>>>

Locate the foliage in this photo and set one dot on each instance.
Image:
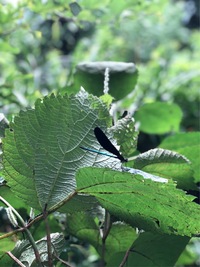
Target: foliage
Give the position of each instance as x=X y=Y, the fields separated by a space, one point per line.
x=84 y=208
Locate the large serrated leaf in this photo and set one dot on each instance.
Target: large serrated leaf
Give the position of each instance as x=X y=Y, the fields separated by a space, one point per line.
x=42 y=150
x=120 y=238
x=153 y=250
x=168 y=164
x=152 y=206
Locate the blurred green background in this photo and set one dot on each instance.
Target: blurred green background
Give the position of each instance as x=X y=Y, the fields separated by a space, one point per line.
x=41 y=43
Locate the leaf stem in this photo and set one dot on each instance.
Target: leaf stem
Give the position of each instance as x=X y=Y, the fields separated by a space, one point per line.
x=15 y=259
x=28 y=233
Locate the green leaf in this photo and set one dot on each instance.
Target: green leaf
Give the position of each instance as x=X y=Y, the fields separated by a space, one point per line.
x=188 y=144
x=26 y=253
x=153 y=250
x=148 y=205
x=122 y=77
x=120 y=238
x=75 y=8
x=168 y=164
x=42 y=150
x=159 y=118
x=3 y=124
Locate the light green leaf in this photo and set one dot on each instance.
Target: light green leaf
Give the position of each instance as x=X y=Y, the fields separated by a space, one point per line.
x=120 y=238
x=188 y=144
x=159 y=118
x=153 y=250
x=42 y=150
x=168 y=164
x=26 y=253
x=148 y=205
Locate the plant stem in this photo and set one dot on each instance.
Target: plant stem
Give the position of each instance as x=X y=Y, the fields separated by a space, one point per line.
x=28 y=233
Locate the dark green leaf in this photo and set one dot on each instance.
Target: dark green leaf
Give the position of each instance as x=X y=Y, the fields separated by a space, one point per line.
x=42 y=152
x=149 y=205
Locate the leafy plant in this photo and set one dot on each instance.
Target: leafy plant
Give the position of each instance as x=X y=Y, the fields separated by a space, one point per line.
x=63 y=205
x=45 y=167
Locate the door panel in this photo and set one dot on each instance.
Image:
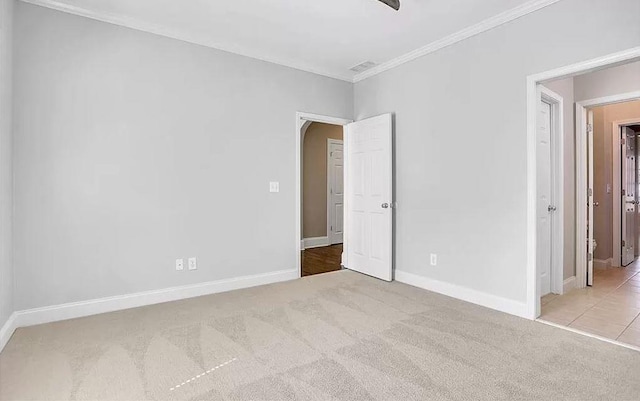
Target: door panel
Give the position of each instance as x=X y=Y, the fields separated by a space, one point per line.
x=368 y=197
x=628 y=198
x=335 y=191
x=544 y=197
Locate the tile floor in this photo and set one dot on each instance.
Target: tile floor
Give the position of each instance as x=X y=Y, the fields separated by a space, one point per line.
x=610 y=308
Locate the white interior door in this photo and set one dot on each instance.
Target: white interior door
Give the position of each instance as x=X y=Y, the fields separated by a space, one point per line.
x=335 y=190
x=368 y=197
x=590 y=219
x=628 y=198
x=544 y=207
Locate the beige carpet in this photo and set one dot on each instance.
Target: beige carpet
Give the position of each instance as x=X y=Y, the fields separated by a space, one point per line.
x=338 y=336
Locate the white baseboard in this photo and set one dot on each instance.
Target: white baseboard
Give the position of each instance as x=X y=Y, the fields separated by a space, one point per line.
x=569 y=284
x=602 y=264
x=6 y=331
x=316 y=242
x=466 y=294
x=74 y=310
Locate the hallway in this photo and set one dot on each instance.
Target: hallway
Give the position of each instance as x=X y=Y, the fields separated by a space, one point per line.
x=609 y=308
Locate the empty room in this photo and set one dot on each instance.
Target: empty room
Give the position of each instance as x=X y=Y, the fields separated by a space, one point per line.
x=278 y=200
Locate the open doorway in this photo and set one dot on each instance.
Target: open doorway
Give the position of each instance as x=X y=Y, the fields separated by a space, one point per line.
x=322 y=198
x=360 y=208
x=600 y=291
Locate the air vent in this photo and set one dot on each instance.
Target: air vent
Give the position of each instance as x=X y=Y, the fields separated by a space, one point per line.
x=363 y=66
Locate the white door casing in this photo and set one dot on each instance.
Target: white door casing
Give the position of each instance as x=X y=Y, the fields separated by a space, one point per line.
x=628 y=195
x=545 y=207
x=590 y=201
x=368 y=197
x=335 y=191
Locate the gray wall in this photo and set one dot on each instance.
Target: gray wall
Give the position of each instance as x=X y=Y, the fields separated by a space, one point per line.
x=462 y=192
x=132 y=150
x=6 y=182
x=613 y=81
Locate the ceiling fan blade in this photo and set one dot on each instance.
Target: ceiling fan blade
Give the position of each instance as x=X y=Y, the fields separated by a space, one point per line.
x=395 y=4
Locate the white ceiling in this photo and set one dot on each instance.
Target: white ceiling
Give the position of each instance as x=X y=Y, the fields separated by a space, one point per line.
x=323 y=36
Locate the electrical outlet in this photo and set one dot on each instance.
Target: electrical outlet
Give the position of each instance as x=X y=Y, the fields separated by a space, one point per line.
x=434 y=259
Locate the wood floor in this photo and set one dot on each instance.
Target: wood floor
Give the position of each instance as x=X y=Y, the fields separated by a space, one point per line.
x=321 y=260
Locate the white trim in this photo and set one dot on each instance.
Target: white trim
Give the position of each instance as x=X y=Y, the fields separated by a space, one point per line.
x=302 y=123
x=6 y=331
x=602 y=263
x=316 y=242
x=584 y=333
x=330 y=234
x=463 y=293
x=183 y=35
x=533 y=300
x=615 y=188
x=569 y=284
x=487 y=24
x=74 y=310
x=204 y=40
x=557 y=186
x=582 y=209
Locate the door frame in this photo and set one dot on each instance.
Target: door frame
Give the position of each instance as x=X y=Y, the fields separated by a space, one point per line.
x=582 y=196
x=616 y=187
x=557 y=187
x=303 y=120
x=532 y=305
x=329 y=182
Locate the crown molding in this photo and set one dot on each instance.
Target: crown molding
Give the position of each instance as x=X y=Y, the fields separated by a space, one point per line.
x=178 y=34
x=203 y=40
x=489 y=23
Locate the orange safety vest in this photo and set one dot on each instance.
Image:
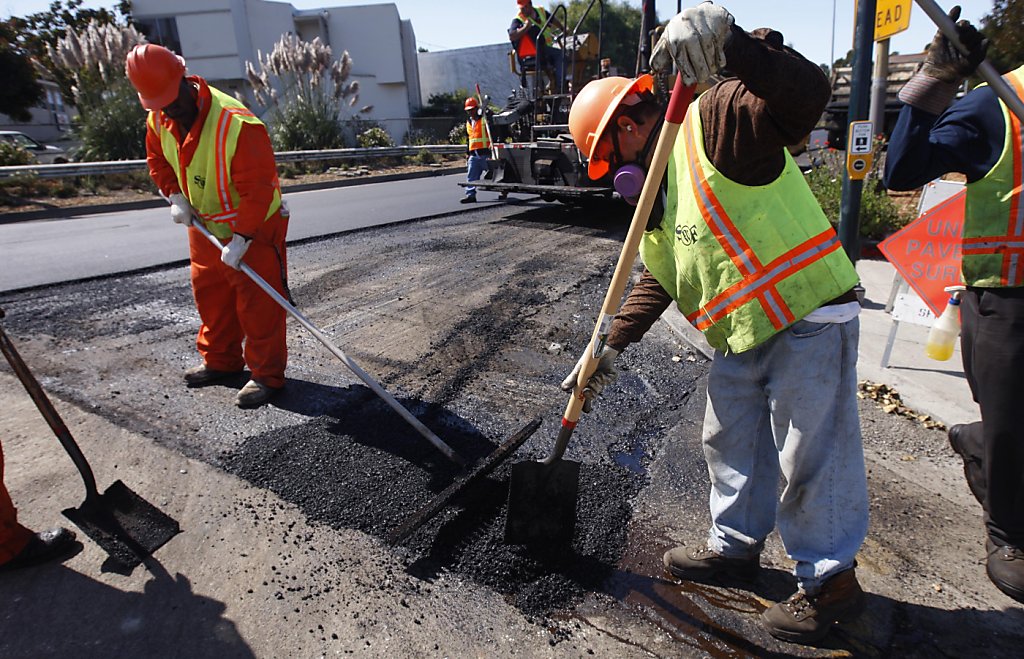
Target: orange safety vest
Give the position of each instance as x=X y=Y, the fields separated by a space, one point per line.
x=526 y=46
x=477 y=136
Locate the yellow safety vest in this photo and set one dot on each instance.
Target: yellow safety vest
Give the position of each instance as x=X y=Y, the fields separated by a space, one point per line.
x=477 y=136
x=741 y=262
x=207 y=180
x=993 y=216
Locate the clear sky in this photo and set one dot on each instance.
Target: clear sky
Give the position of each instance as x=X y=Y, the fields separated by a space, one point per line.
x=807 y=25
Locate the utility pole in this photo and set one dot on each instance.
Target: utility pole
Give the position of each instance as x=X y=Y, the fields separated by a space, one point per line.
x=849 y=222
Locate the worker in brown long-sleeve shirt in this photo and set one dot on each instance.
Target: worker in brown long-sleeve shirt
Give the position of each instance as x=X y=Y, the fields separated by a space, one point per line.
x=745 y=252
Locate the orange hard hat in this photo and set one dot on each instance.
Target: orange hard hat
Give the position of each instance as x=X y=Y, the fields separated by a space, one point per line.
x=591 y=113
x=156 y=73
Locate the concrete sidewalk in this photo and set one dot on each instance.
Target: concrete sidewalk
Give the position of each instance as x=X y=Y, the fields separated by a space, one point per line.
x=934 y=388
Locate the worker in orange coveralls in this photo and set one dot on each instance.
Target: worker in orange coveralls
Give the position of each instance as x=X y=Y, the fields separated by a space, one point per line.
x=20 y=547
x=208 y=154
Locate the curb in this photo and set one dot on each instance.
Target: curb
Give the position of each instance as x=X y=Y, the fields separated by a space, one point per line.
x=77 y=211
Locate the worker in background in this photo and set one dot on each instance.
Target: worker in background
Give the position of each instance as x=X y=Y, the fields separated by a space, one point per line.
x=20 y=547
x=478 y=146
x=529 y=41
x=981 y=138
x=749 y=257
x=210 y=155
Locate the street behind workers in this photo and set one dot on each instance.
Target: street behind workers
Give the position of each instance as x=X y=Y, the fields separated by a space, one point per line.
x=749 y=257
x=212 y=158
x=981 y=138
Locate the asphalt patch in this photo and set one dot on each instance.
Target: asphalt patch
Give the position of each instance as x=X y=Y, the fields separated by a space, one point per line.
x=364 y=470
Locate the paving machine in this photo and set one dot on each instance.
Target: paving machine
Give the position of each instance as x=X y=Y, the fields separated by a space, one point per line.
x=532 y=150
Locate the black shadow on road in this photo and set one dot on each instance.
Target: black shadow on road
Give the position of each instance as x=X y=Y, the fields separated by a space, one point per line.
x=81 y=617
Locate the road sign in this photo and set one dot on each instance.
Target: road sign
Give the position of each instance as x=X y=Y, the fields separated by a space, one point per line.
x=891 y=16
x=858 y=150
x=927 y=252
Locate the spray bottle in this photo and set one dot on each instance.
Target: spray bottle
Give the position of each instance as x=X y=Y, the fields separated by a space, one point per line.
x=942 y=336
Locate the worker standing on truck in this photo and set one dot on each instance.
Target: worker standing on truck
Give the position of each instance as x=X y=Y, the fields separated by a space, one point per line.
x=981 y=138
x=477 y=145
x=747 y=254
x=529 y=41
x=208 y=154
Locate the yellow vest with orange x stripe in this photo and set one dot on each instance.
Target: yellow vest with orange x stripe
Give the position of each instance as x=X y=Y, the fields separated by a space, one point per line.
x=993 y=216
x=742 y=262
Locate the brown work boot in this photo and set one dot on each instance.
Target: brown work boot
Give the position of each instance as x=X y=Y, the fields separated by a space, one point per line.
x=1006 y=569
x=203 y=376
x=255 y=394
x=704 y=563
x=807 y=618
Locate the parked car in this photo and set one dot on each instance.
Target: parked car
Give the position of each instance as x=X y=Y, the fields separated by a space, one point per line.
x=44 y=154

<<<

What the task asks
Can you shift the answer coordinates by adding 82 to every number in them, and give again all the lines between the lines holding "Locate the door panel" and "x=544 y=197", inclusive, requests included but with the pictures left out?

Exercise solution
Locate the door panel in this photo and set one dot on each instance.
Image:
Target: door panel
Give the position of each instance as x=X y=Y, the fields separated by a space, one point per line.
x=450 y=279
x=710 y=280
x=417 y=273
x=626 y=279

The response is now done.